** start of Data for the task **

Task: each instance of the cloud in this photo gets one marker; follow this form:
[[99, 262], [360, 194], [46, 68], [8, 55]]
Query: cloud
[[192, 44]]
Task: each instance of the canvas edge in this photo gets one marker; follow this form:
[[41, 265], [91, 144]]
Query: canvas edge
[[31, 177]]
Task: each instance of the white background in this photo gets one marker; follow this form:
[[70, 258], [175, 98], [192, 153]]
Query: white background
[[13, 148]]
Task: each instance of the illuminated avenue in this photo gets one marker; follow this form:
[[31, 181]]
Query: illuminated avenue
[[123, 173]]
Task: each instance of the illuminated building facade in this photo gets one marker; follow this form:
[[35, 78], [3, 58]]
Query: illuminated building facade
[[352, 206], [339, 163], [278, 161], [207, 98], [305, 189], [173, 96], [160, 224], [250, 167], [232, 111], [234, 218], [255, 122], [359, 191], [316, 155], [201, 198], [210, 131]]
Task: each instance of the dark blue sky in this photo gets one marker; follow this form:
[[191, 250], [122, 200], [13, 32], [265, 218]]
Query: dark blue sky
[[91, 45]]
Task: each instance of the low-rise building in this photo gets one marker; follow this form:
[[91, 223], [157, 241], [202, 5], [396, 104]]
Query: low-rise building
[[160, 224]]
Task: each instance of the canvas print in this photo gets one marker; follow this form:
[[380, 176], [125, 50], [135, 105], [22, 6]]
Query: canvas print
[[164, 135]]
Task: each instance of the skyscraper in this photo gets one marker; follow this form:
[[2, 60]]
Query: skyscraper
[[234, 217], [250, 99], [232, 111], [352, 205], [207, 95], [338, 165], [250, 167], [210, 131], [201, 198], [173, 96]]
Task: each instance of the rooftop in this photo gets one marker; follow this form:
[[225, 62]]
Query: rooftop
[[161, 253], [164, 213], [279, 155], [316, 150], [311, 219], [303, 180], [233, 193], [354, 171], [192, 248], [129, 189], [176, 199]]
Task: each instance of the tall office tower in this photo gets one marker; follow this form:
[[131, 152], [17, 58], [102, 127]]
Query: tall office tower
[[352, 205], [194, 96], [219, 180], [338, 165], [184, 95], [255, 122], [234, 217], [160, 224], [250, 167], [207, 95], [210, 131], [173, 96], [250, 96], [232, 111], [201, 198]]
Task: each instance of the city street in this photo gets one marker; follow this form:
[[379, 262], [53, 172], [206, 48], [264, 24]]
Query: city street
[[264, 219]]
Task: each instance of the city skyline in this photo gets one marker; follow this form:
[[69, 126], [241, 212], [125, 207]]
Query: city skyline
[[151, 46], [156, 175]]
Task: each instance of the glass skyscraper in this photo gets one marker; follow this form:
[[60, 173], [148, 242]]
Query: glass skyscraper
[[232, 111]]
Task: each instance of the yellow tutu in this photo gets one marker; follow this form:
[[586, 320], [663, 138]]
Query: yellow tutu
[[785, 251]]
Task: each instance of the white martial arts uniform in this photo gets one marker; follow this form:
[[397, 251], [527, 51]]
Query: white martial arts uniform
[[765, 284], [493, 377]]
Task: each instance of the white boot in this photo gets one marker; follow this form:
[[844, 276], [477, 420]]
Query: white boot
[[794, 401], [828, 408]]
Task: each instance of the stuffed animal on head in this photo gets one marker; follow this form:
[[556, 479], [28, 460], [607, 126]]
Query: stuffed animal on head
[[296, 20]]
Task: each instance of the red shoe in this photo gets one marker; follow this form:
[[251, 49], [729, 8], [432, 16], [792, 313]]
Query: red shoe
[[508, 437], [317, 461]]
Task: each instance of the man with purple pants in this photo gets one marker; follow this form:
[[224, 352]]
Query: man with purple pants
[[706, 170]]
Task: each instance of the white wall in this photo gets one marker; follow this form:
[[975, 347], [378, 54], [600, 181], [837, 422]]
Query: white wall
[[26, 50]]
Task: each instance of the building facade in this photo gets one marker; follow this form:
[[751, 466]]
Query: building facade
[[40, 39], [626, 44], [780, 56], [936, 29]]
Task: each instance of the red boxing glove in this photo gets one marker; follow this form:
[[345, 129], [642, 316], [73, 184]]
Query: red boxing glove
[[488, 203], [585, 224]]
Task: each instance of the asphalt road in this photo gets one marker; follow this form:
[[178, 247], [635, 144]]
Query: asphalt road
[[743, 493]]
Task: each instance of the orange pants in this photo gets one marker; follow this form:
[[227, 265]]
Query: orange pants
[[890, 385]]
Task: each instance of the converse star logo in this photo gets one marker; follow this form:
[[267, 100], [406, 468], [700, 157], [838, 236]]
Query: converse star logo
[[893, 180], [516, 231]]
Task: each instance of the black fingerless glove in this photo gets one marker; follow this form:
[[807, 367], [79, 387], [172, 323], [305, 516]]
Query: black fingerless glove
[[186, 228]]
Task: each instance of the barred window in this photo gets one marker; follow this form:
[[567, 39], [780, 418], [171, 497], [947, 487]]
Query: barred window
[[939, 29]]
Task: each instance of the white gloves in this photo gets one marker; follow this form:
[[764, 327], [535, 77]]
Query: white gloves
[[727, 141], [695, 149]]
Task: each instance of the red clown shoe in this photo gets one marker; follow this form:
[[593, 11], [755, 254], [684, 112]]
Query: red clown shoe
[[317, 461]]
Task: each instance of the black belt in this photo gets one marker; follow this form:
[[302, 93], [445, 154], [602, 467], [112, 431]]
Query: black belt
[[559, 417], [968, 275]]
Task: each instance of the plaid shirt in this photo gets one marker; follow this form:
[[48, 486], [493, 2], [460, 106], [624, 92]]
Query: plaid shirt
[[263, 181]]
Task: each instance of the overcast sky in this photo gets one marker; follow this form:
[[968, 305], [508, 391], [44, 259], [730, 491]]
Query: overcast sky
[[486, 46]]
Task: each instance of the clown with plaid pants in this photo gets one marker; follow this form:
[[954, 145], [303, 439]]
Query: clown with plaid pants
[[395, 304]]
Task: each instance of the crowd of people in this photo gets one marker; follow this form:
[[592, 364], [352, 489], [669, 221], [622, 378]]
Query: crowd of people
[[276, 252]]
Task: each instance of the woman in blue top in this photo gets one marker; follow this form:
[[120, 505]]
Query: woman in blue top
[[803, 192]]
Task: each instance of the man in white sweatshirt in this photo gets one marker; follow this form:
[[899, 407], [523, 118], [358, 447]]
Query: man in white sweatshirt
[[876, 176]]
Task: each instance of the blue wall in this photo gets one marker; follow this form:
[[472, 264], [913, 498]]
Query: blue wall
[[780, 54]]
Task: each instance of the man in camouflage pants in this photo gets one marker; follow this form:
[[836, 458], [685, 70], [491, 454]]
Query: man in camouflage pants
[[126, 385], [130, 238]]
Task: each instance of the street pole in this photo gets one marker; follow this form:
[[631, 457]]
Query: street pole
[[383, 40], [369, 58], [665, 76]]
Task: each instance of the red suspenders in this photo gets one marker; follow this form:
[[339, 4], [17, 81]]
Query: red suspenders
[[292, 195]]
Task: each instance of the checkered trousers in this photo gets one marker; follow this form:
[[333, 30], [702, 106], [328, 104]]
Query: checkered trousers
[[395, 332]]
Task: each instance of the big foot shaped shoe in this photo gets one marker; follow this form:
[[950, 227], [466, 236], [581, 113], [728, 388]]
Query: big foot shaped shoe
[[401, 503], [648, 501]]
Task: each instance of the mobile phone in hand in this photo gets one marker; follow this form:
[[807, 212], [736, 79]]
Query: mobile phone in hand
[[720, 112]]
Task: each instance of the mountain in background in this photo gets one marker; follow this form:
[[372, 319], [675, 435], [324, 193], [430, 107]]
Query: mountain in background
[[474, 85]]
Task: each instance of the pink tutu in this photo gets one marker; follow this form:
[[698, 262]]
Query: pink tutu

** end of Data for the task **

● Required work
Please format every line of the entries above as a JSON list of strings, one string per line, leaving out blank lines.

● Reply to the exercise
[
  "Task: each instance of the cloud in this photo gets one marker; follow this form:",
  "[[99, 262], [360, 194], [46, 68], [8, 55]]",
  "Query: cloud",
  "[[192, 44]]",
  "Task: each instance of the canvas edge in this photo gets one marker; follow this form:",
  "[[41, 265], [91, 144]]",
  "Query: canvas edge",
  "[[31, 177]]",
  "Task: each instance of the white background in this photo gets one marker; follow this form:",
  "[[70, 258], [175, 98], [192, 153]]",
  "Query: white background",
  "[[13, 148]]",
  "Task: each instance of the illuminated avenue in this photo gets one marker; follow this form:",
  "[[31, 181]]",
  "Query: illuminated avenue",
  "[[123, 173]]",
  "Task: each instance of the illuminated building facade in this photo gets one marker; follow this form:",
  "[[35, 78], [3, 58]]",
  "Query: illuminated building facade",
  "[[352, 206], [339, 163], [278, 161], [207, 98], [305, 189], [173, 96], [160, 224], [250, 167], [232, 111], [234, 218], [255, 122], [359, 191], [316, 155], [201, 198], [210, 131]]",
  "Task: each instance of the dark blue sky in this photo gets one marker; follow this form:",
  "[[191, 250], [122, 200], [13, 32], [265, 218]]",
  "Query: dark blue sky",
  "[[91, 45]]",
  "Task: each instance of the low-rise building in this photo gets one marker; follow this form:",
  "[[91, 223], [157, 241], [202, 5], [396, 104]]",
  "Query: low-rise building",
  "[[160, 224]]",
  "Task: each instance of the canvas print in this photo gets one marker; follow this form:",
  "[[380, 176], [125, 50], [135, 105], [22, 6]]",
  "Query: canvas print",
  "[[164, 135]]",
  "Task: each instance of the skyscraper in this photo gets one marker; follow this form:",
  "[[2, 60]]",
  "Query: skyscraper",
  "[[234, 217], [250, 99], [232, 111], [352, 205], [207, 95], [338, 165], [250, 167], [210, 131], [201, 198], [173, 96]]",
  "Task: each instance of the rooftop in this photo gets one marker; follow this form:",
  "[[225, 62]]",
  "Query: rooftop",
  "[[161, 253], [164, 213], [279, 155], [316, 150], [311, 219], [303, 180], [233, 193], [354, 171], [192, 248], [129, 189], [176, 199]]",
  "Task: each instance of the tall office tower in this photo gets one marker; follow this form:",
  "[[131, 152], [17, 58], [102, 127]]",
  "Query: tall office tower",
  "[[352, 205], [194, 96], [219, 180], [338, 165], [184, 95], [255, 122], [234, 217], [160, 224], [250, 167], [207, 95], [210, 131], [173, 96], [250, 96], [232, 111], [201, 198]]",
  "Task: each instance of the city street in this photo gets one marker; follow this form:",
  "[[379, 262], [53, 172], [206, 48], [264, 24]]",
  "Query: city street",
  "[[264, 219]]",
  "Task: each instance of the city skyline in this photo gets one marker; follow this form:",
  "[[69, 126], [241, 212], [125, 207]]",
  "Query: city skyline",
  "[[151, 46], [156, 175]]",
  "Task: each instance of the glass skyscraper in this photo gets one marker; follow this form:",
  "[[60, 173], [148, 242]]",
  "Query: glass skyscraper",
  "[[232, 111]]",
  "Task: each instance of the yellow tutu in this photo gets one marker; follow this form:",
  "[[586, 320], [663, 138]]",
  "Query: yellow tutu",
  "[[785, 251]]",
  "Task: each instance of the white martial arts uniform in this photo gets one marker; follow this form:",
  "[[397, 251], [527, 51]]",
  "Query: white martial arts uniform",
  "[[765, 284], [493, 377]]",
  "Task: each instance of the white boot in this photo gets one marker; follow this form:",
  "[[844, 276], [477, 420]]",
  "Query: white boot",
  "[[794, 401], [828, 408]]",
  "Task: each instance of the stuffed animal on head in this photo gets one marker; follow this form:",
  "[[556, 479], [28, 460], [607, 126]]",
  "Query: stuffed animal on head",
  "[[296, 20]]",
  "Task: each instance of the red shoe in this photo gets one marker; follow this form:",
  "[[251, 49], [729, 8], [432, 16], [792, 313]]",
  "Query: red shoe",
  "[[508, 437], [317, 461]]",
  "Task: each instance of the man with purple pants in this photo gets one marker; follow this form:",
  "[[224, 352]]",
  "Query: man with purple pants",
  "[[706, 170]]",
  "Task: each instance of the white wall in this photo gets one marker; follow this form:",
  "[[975, 347], [378, 54], [600, 181], [837, 422]]",
  "Query: white wall",
  "[[26, 50]]",
  "Task: each instance of the building facade in this photo gets one marker; follow this form:",
  "[[751, 466]]",
  "Query: building facade",
  "[[40, 39], [626, 44], [780, 56], [936, 29]]",
  "Task: each instance of the red boxing glove in this photo gets one marker; follow this form:",
  "[[345, 129], [642, 316], [73, 184]]",
  "Query: red boxing glove",
  "[[488, 203], [585, 224]]",
  "Task: each instance of the asphalt road in this photo gets one marker; follow this form:",
  "[[178, 247], [635, 144]]",
  "Query: asphalt road",
  "[[743, 493]]",
  "Task: each instance of the orange pants in this photo gets one marker; follow this form:",
  "[[227, 265]]",
  "Query: orange pants",
  "[[890, 385]]",
  "Task: each instance of the converse star logo in this photo gets one marker; follow this form:",
  "[[267, 100], [406, 468], [700, 157], [838, 236]]",
  "Query: converse star logo",
  "[[893, 180], [516, 231]]",
  "Task: each instance of the black fingerless glove in this photo gets one marker; follow this form:",
  "[[807, 367], [79, 387], [172, 323], [305, 516]]",
  "Query: black fingerless glove",
  "[[186, 228]]",
  "Task: each instance of the barred window in this photo gets one marker; follow this form:",
  "[[567, 39], [780, 418], [171, 497], [947, 487]]",
  "Query: barred window",
  "[[939, 29]]",
  "Task: each instance of the white gloves in this photo gets one marker; follow this form:",
  "[[764, 327], [535, 77]]",
  "Query: white gloves",
  "[[727, 141], [695, 149]]",
  "Task: each instance of the red clown shoe in this photo gets one marker; follow this form:",
  "[[593, 11], [755, 254], [684, 112]]",
  "Query: red clown shoe",
  "[[317, 461]]",
  "Task: each instance of the black belt in this photo gets one marker; follow this form:",
  "[[302, 93], [445, 154], [602, 467], [112, 431]]",
  "Query: black belt",
  "[[559, 417], [968, 275]]",
  "Task: each instance of the plaid shirt in this photo gets one marker; follow this form:",
  "[[48, 486], [493, 2], [460, 106], [624, 92]]",
  "Query: plaid shirt",
  "[[263, 181]]",
  "Task: each instance of the overcast sky in this photo gets one marker; follow this form:",
  "[[968, 305], [508, 391], [44, 259], [730, 491]]",
  "Query: overcast sky",
  "[[486, 46]]",
  "Task: each instance of the clown with plaid pants in this photo gets one marker; follow this form:",
  "[[954, 145], [303, 439]]",
  "Query: clown with plaid pants",
  "[[395, 304]]",
  "Task: each instance of the crowd of people in this photo gets one marker; follow this form:",
  "[[592, 364], [352, 489], [669, 221], [622, 378]]",
  "Query: crowd of people",
  "[[276, 252]]",
  "Task: each instance of the woman in blue top in this photo gets one marker; follow this form:",
  "[[120, 505]]",
  "Query: woman in blue top",
  "[[803, 192]]",
  "Task: each instance of the man in white sweatshirt in this photo gets one marker; follow this form:",
  "[[899, 407], [523, 118], [358, 447]]",
  "Query: man in white sweatshirt",
  "[[876, 176]]",
  "Task: each instance of the blue wall in this photo gets one marker; follow this form:",
  "[[472, 264], [913, 498]]",
  "Query: blue wall",
  "[[780, 54]]",
  "Task: each instance of the man in camouflage pants in this photo gets one marker; follow this form:",
  "[[836, 458], [685, 70], [491, 454]]",
  "Query: man in camouflage pants",
  "[[126, 385], [130, 238]]",
  "Task: each instance of the street pole in this photo gets one marker; follow this form:",
  "[[631, 457]]",
  "Query: street pole",
  "[[383, 40], [369, 58], [665, 76]]",
  "Task: each instance of the red suspenders in this photo gets one marker; follow this form:",
  "[[339, 4], [17, 81]]",
  "Query: red suspenders",
  "[[292, 195]]",
  "Task: each instance of the checkered trousers in this photo gets one marker; follow this form:",
  "[[333, 30], [702, 106], [328, 104]]",
  "Query: checkered trousers",
  "[[395, 332]]",
  "Task: each instance of the big foot shaped shoe in this photo gets one marker; follow this form:",
  "[[950, 227], [466, 236], [581, 113], [728, 388]]",
  "Query: big foot shaped shoe",
  "[[401, 503], [648, 501]]",
  "Task: each instance of the mobile phone in hand in this photo gets one marker; follow this form:",
  "[[807, 212], [736, 79]]",
  "Query: mobile phone in hand",
  "[[720, 112]]",
  "Task: each instance of the mountain in background in this photo gets one marker; follow this form:",
  "[[372, 319], [675, 435], [324, 193], [430, 107]]",
  "Query: mountain in background",
  "[[474, 85]]",
  "Task: each instance of the pink tutu in this photo gets one marker; follow this form:",
  "[[698, 262]]",
  "Query: pink tutu"
]